---------- Exercise materials ----------

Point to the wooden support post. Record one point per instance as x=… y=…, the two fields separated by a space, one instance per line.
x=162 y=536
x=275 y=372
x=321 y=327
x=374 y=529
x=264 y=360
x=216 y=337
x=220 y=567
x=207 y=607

----------

▶ [Written task]:
Render the items above as a Markdown table, leaving out any blank lines, with one row per line. Use No. for the column holding the row number and Line for the column holding the line itself.

▶ [Result for this task]:
| No. | Line |
|---|---|
| 1 | Point to the wooden support post. Record one point per instance as x=… y=…, the two fields separated by a space, one instance per line. |
| 2 | x=162 y=536 |
| 3 | x=275 y=372 |
| 4 | x=321 y=327 |
| 5 | x=374 y=529 |
| 6 | x=264 y=360 |
| 7 | x=216 y=337 |
| 8 | x=220 y=567 |
| 9 | x=207 y=607 |